Consigne 1. Reprenez mot pour mot le passage de la critique du film I’m So Sorry qui commence à « Durée : 1h40 » et se termine à « lieu d’amusement vivant. ».
Consigne 2.
Répondez aux questions suivantes à l’aide de la critique du film I’m So Sorry.
(a) Quelle est la durée du film ?
(b) Quel est le titre du précédent documentaire de Zhao Liang ?
(c) Pendant combien d’années les déchets radioactifs doivent-ils être enfouis ?
Consigne 3. Poursuivez la critique du film I’m So Sorry au point où elle s’interrompt.

#### Texte extrait ####

Festival de Busan | Critique : I’m So Sorry

Ce film, conçu comme un essai-poème, questionne le choix de l’énergie nucléaire, et sonne comme une prophétie, un avertissement. La caméra saisit les choses auxquelles on ne veut pas croire. Ces images croisent les visages et les corps des habitants qui s’acharnent à rester en territoire irradié. Les décontaminateurs arrachent les arbres, les herbes, enlèvent la terre, on découvre des travailleurs qui démantèlent morceau par morceau une centrale nucléaire allemande, avant d’enfouir les déchets radio actifs pour 100000ans. Zhao Liang tel un guide d’outre-tombe, déplore dans une langue poétique, les conséquences de la folie des hommes, qui conduit à l’autodestruction. Combien pèsent les manifestants anti-nucléaires qui crient pour le respect de la terre ? L’homme célèbre le Malheur.

I’m So Sorry
Chine, 2021
De Zhao Liang

Durée : 1h40

Sortie : –

Note :

REGRETS ÉTERNELS

Dans son précédent documentaire, le fascinant Behemoth, le Chinois Zhao Liang explorait déjà la façon dont la nature était traitée par l’homme, soulignant la barbarie de l’exploitation capitaliste et son effet dévastateur sur le monde. Un monde dévasté, c’est également ce que donne à voir I’m So Sorry, son nouveau long métrage, dédié cette fois aux ravages et menaces du nucléaire. Cela se passe à Fukushima, cela se passe à Tchernobyl, ou partout dans le monde. Aux villes fantômes de Behemoth succèdent d’autres paysages désolés : des maisons éventrées, des temples de travers, des cafétérias à l’abandon. Un plan hanté : sur une image de pachinkos cassés, Zhao Liang rajoute la mélodie tintinnabulante de ces machines, du temps où la salle de jeu était un lieu d’amusement vivant.

#### Ensemble d'enregistrements ####

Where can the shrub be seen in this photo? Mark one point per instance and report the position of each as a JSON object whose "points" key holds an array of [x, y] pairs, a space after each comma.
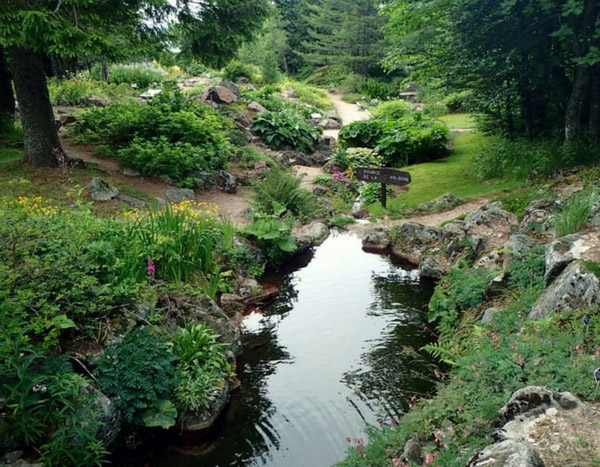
{"points": [[201, 367], [169, 136], [138, 375], [236, 69], [521, 158], [177, 240], [377, 89], [43, 401], [310, 95], [142, 75], [459, 101], [59, 269], [392, 110], [273, 233], [575, 213], [286, 128], [282, 189], [412, 139]]}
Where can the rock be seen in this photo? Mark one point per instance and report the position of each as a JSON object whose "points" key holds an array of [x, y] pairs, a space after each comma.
{"points": [[488, 315], [231, 87], [226, 182], [106, 414], [133, 202], [508, 453], [430, 267], [131, 172], [538, 216], [249, 288], [328, 141], [491, 261], [201, 419], [256, 107], [202, 180], [67, 119], [96, 101], [477, 243], [418, 233], [453, 230], [561, 252], [289, 93], [218, 95], [520, 243], [412, 453], [376, 240], [177, 195], [488, 215], [441, 203], [575, 288], [530, 398], [101, 190], [231, 304], [313, 234], [166, 179]]}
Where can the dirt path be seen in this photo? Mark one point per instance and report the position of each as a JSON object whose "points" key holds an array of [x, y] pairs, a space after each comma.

####

Réponse 1.
Durée : 1h40

Sortie : –

Note :

REGRETS ÉTERNELS

Dans son précédent documentaire, le fascinant Behemoth, le Chinois Zhao Liang explorait déjà la façon dont la nature était traitée par l’homme, soulignant la barbarie de l’exploitation capitaliste et son effet dévastateur sur le monde. Un monde dévasté, c’est également ce que donne à voir I’m So Sorry, son nouveau long métrage, dédié cette fois aux ravages et menaces du nucléaire. Cela se passe à Fukushima, cela se passe à Tchernobyl, ou partout dans le monde. Aux villes fantômes de Behemoth succèdent d’autres paysages désolés : des maisons éventrées, des temples de travers, des cafétérias à l’abandon. Un plan hanté : sur une image de pachinkos cassés, Zhao Liang rajoute la mélodie tintinnabulante de ces machines, du temps où la salle de jeu était un lieu d’amusement vivant.

Réponse 2.
(a) 1h40.
(b) Behemoth.
(c) 100 000 ans.

Réponse 3.
Aujourd’hui, dans les zones sinistrées, il règne un silence étrange qui n’est perturbé que par les bips glaçants des compteurs Geiger. Ce silence est également troublé par quelques voix, lorsque le cinéaste va à la rencontre de personnes qui ont décidé de vivre dans ces zones vidées depuis des années. Des personnes qui ont le sentiment « d’errer constamment » – pas vraiment un hasard puisqu’on filme ici des limbes. Les arbres sont désormais aussi hauts que les immeubles, les sangliers ont remplacé les humains, les portraits aux murs sont des présences incongrues qui vivent ici à la place des gens qui ont dû fuir. Autant de visions stupéfiantes qui rappellent la formation de photographe du cinéaste.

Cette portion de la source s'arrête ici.